*Exercise*. In every entry below, change "black picture frame" to "dark picture frame" and keep all other text the same.

*The data*.
------
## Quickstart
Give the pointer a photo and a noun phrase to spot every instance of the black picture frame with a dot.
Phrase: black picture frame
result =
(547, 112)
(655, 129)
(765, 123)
------
*Solution*.
## Quickstart
Give the pointer a photo and a noun phrase to spot every instance of the dark picture frame with a dot.
Phrase: dark picture frame
result =
(547, 112)
(655, 129)
(765, 123)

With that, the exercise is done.